Data extracted from a collection
════════

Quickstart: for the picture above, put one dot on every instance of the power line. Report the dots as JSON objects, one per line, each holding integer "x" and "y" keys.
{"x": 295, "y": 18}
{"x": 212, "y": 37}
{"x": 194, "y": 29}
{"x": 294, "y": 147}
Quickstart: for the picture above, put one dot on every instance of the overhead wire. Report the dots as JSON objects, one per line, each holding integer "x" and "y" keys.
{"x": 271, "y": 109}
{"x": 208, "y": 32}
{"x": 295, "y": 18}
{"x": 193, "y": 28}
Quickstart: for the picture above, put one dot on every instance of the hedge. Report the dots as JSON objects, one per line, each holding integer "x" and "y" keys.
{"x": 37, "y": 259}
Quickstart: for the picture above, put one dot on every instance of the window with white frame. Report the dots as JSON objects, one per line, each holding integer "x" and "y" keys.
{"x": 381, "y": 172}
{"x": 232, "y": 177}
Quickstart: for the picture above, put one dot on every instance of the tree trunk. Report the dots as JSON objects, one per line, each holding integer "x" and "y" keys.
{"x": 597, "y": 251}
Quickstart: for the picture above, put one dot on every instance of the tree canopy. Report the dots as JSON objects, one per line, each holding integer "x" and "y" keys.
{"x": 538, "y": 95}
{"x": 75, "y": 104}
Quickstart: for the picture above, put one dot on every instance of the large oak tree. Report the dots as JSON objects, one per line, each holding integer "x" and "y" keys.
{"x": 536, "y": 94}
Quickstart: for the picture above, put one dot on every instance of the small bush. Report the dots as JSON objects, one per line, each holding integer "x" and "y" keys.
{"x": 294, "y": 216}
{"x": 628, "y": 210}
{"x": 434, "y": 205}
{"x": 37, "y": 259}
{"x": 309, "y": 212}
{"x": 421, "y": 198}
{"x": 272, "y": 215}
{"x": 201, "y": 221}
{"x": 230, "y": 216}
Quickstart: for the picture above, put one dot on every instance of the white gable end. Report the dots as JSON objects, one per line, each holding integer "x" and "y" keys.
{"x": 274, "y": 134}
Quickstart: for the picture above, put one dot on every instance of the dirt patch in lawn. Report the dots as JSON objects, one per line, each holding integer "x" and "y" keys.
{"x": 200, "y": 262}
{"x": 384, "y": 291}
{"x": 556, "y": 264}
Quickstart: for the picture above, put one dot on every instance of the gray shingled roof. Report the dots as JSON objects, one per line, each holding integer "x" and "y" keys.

════════

- _Task item_:
What you hand back must match the records above exactly.

- _Solution_:
Quickstart: for the picture above, put one dot on every instance of the power line. Report the dots as JSON objects, one per line, each holding integer "x" and "y" keys.
{"x": 295, "y": 18}
{"x": 212, "y": 37}
{"x": 194, "y": 29}
{"x": 294, "y": 147}
Quickstart: for the picture above, put one dot on every instance of the overhead wire. Report the dots as JSON objects, one per line, each holding integer "x" and "y" keys.
{"x": 271, "y": 109}
{"x": 208, "y": 32}
{"x": 295, "y": 18}
{"x": 193, "y": 28}
Quickstart: for the picture above, put one dot on every instance of the hedge. Report the dots as JSON objects, one per line, each holding integer "x" and "y" keys.
{"x": 37, "y": 259}
Quickstart: for the picture above, put one dot on every instance of the window with white frame. Report the dots as JSON objects, one per line, each holding integer "x" and "y" keys.
{"x": 381, "y": 172}
{"x": 232, "y": 177}
Quickstart: for the picture above, put one dot on every instance of the tree trunk. Report the dots as JSON objects, one per line, each holding integer "x" and "y" keys.
{"x": 597, "y": 251}
Quickstart: for the picture above, put one dot on every instance of the tree canopy. Report the dots as JSON objects, one per line, each holding integer "x" and "y" keys.
{"x": 538, "y": 95}
{"x": 75, "y": 104}
Quickstart: for the picture above, put one dot on every instance of the large oak tree. Report the dots as JSON objects, one per line, each holding integer "x" and "y" keys.
{"x": 536, "y": 94}
Quickstart: for the picture above, put one dot on every instance of the small bush. Report the dots as JSON objects, one per line, each holding integer "x" and "y" keys.
{"x": 294, "y": 216}
{"x": 628, "y": 210}
{"x": 434, "y": 205}
{"x": 37, "y": 259}
{"x": 309, "y": 212}
{"x": 421, "y": 198}
{"x": 272, "y": 215}
{"x": 201, "y": 221}
{"x": 230, "y": 216}
Quickstart: for the picture above, put one dot on every instance of the white gable end. Report the dots as JSON objects, one per line, each holding integer "x" and "y" keys.
{"x": 274, "y": 134}
Quickstart: for the picture above, put one dot on every instance of the dirt patch in lawn. Report the dots as JSON objects, one per line, each holding integer "x" and "y" keys.
{"x": 200, "y": 262}
{"x": 384, "y": 291}
{"x": 556, "y": 264}
Quickstart: for the picture above, put one dot on every instance of the gray shingled roof. Report the dots as JSON objects, one per line, each holding integer "x" and "y" keys.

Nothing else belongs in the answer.